* **Problem**:
Your task is to copy every line of this material exactly.

* **Supplied records**:
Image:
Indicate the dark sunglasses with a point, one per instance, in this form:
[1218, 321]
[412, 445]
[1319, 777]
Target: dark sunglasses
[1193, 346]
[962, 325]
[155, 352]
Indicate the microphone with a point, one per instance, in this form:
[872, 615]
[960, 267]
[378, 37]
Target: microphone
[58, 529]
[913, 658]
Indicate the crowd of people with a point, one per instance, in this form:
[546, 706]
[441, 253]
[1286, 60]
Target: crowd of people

* **Answer to the exercise**:
Image:
Indicate the dark sunglasses with a point, one per instance, in this form:
[1218, 321]
[412, 445]
[1319, 777]
Target: dark sunglasses
[1193, 346]
[962, 325]
[155, 352]
Indicate the microphone with a point, one per instance, in this form:
[872, 615]
[960, 267]
[378, 37]
Target: microphone
[58, 529]
[913, 658]
Indicate the crowd of people with a point, one per instance, in this form:
[546, 706]
[441, 253]
[1286, 60]
Target: crowd of people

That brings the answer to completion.